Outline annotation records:
-- start --

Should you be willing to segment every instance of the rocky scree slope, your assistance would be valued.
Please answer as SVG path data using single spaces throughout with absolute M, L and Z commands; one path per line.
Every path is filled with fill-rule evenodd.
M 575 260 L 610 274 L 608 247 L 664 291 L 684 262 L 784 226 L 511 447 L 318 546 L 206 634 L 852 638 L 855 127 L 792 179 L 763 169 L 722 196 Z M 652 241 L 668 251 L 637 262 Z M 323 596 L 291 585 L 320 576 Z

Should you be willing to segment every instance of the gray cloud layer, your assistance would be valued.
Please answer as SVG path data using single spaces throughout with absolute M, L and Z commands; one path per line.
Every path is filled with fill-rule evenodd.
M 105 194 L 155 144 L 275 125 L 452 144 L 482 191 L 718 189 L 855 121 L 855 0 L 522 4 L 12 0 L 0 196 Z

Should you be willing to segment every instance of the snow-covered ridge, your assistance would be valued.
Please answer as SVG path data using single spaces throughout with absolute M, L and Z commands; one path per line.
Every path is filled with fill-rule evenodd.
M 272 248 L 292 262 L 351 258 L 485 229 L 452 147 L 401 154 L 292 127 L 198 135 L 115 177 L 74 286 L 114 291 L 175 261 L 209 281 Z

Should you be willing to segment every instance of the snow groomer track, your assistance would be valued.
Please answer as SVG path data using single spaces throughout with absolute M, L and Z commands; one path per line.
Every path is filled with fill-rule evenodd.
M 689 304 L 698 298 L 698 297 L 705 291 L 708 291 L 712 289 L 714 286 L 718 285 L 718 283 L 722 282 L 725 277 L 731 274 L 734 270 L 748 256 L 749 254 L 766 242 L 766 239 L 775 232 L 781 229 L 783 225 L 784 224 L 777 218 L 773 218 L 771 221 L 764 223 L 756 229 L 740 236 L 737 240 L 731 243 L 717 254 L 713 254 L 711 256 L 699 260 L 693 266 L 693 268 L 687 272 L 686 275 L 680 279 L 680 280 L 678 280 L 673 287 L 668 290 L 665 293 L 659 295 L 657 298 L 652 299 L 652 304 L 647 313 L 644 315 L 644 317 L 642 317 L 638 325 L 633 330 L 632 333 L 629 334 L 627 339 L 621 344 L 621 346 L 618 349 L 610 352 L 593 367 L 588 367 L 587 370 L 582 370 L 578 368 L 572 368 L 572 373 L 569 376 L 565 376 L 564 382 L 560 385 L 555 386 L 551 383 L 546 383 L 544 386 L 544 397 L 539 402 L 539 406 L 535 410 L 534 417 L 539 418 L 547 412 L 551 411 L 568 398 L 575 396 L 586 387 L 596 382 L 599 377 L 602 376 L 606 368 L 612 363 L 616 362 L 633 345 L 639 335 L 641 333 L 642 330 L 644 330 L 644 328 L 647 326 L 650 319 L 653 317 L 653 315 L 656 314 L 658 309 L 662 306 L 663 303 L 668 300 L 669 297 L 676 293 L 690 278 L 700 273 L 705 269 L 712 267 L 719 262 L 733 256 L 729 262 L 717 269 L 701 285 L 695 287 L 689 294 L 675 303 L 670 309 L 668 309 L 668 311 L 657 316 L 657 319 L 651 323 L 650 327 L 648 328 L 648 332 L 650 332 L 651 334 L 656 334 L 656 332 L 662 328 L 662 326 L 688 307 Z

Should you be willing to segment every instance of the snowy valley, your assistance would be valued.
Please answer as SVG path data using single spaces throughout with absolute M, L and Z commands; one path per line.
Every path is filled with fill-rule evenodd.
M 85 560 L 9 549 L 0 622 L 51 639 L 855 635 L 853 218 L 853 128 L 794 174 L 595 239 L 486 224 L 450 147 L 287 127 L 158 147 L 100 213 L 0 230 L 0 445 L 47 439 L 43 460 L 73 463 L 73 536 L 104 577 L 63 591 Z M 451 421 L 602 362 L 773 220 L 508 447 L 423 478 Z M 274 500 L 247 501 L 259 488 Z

-- end --

_Task requirements_:
Copy every line of the material above word for word.

_Finished answer_:
Should you be willing to segment every instance of the rocky scree slope, your assistance would be valued.
Please answer as SVG path data using single spaces throughout with absolute M, L and Z commands; one path per line.
Every path is filled with fill-rule evenodd.
M 575 260 L 610 274 L 608 247 L 664 291 L 684 262 L 784 226 L 511 447 L 318 546 L 206 634 L 852 638 L 855 127 L 792 179 L 763 169 L 722 196 Z M 652 241 L 668 251 L 637 262 Z M 323 596 L 291 585 L 320 576 Z

Should you be willing to segment every instance of the gray cloud layer, your assistance would be valued.
Please answer as SVG path data using single spaces throughout with absolute M, L and Z commands; one path per line.
Every path is filled with fill-rule evenodd.
M 105 194 L 155 144 L 275 125 L 452 144 L 482 191 L 718 189 L 855 121 L 855 0 L 522 4 L 12 0 L 0 196 Z

Should you be willing to segment every instance of the snow-covered ridge, your assistance would be valued.
Please answer as SVG path data using single spaces throughout with absolute M, L and Z commands; one path per line.
Every path is filled with fill-rule evenodd.
M 272 248 L 292 262 L 351 258 L 485 229 L 452 147 L 401 154 L 292 127 L 198 135 L 115 177 L 74 286 L 114 291 L 175 261 L 209 281 Z

Should you be willing to segment every instance of the snow groomer track, your assistance would be valued.
Please answer as SVG path data using single spaces throughout with absolute M, L and Z commands; one path per line.
Every path is filled with fill-rule evenodd.
M 689 304 L 698 298 L 698 297 L 705 291 L 708 291 L 712 289 L 714 286 L 718 285 L 718 283 L 722 282 L 725 277 L 731 274 L 734 270 L 748 256 L 749 254 L 766 242 L 766 239 L 775 232 L 781 229 L 783 225 L 784 224 L 777 218 L 773 218 L 771 221 L 764 223 L 756 229 L 740 236 L 737 240 L 731 243 L 717 254 L 713 254 L 711 256 L 699 260 L 693 266 L 693 268 L 687 272 L 686 275 L 680 279 L 680 280 L 678 280 L 673 287 L 668 290 L 665 293 L 659 295 L 657 298 L 652 299 L 652 304 L 647 313 L 644 315 L 644 317 L 642 317 L 638 325 L 633 330 L 632 333 L 629 334 L 627 339 L 621 344 L 621 346 L 618 349 L 610 352 L 593 367 L 588 367 L 587 370 L 582 370 L 578 368 L 572 368 L 572 373 L 569 376 L 565 376 L 564 382 L 560 385 L 555 386 L 551 383 L 546 383 L 544 386 L 544 397 L 539 402 L 539 406 L 535 410 L 534 417 L 539 418 L 547 412 L 551 411 L 568 398 L 575 396 L 586 387 L 596 382 L 599 377 L 602 376 L 606 368 L 612 363 L 616 362 L 633 345 L 639 335 L 641 333 L 642 330 L 644 330 L 644 328 L 647 326 L 650 319 L 653 317 L 653 315 L 656 314 L 658 309 L 662 306 L 663 303 L 668 300 L 669 297 L 676 293 L 690 278 L 700 273 L 705 269 L 712 267 L 719 262 L 733 256 L 729 262 L 717 269 L 701 285 L 695 287 L 689 294 L 675 303 L 670 309 L 668 309 L 668 311 L 657 316 L 657 319 L 651 323 L 650 327 L 648 328 L 648 332 L 650 332 L 651 334 L 656 334 L 656 332 L 662 328 L 662 326 L 688 307 Z

Should you be willing to segment every instance of the snowy valley, your assistance would be valued.
Please answer as SVG path data using single spaces throughout with absolute M, L and Z commands; one path per line.
Every path is filled with fill-rule evenodd.
M 85 560 L 9 549 L 0 622 L 51 639 L 855 635 L 853 218 L 853 128 L 794 174 L 595 239 L 486 224 L 450 147 L 287 127 L 158 147 L 100 213 L 0 230 L 0 445 L 47 439 L 43 460 L 73 463 L 73 536 L 104 577 L 63 591 Z M 451 421 L 602 362 L 773 220 L 508 447 L 423 478 Z M 274 500 L 247 501 L 259 488 Z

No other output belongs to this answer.